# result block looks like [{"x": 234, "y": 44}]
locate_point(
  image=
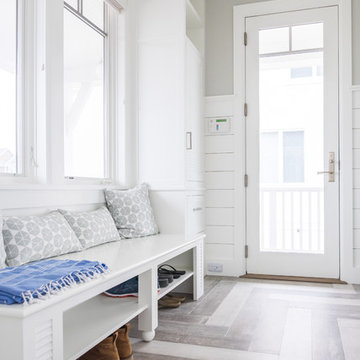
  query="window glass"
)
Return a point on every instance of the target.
[
  {"x": 309, "y": 36},
  {"x": 94, "y": 11},
  {"x": 72, "y": 3},
  {"x": 269, "y": 157},
  {"x": 301, "y": 72},
  {"x": 85, "y": 129},
  {"x": 293, "y": 156},
  {"x": 274, "y": 40},
  {"x": 8, "y": 67}
]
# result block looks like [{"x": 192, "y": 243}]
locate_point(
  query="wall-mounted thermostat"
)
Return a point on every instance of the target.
[{"x": 218, "y": 125}]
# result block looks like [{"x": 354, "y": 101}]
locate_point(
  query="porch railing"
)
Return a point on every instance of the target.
[{"x": 292, "y": 219}]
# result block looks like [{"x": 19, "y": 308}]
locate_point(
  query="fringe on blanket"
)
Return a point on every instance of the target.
[{"x": 66, "y": 282}]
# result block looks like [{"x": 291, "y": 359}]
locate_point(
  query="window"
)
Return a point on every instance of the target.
[
  {"x": 9, "y": 126},
  {"x": 282, "y": 157},
  {"x": 85, "y": 79},
  {"x": 293, "y": 156}
]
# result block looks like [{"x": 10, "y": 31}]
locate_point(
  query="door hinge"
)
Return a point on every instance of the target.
[{"x": 246, "y": 180}]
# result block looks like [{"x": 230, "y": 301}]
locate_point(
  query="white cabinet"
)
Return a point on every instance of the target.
[
  {"x": 170, "y": 97},
  {"x": 194, "y": 114},
  {"x": 169, "y": 41}
]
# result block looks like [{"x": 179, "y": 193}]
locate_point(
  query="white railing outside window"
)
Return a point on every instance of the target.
[{"x": 292, "y": 219}]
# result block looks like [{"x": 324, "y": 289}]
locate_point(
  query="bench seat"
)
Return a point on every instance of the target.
[{"x": 67, "y": 325}]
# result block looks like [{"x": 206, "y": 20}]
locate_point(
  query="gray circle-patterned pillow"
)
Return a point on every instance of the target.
[
  {"x": 132, "y": 211},
  {"x": 31, "y": 238},
  {"x": 2, "y": 248},
  {"x": 92, "y": 227}
]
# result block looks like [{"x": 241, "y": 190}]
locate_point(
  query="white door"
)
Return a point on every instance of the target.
[{"x": 292, "y": 138}]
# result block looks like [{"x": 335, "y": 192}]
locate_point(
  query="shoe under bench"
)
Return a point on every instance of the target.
[{"x": 67, "y": 325}]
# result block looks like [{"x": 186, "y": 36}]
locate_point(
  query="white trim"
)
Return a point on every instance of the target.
[
  {"x": 347, "y": 270},
  {"x": 116, "y": 4}
]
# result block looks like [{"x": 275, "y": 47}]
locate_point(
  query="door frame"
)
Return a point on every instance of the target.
[{"x": 347, "y": 270}]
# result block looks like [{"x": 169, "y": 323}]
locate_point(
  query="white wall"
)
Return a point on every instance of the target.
[
  {"x": 219, "y": 45},
  {"x": 219, "y": 82},
  {"x": 223, "y": 223},
  {"x": 356, "y": 176}
]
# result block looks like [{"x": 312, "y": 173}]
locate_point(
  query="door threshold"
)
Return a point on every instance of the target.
[{"x": 293, "y": 278}]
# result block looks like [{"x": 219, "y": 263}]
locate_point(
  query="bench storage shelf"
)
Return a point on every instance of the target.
[{"x": 65, "y": 326}]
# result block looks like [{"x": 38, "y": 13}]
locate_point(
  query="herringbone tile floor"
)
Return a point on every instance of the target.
[{"x": 259, "y": 320}]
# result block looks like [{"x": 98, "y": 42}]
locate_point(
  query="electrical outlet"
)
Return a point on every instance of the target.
[{"x": 212, "y": 267}]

Exercise goal: Find every line in the material above that contains the string "door" and copy each of those lines.

Full response:
  query="door hinge"
  query="white door"
  query="door frame"
  query="door threshold"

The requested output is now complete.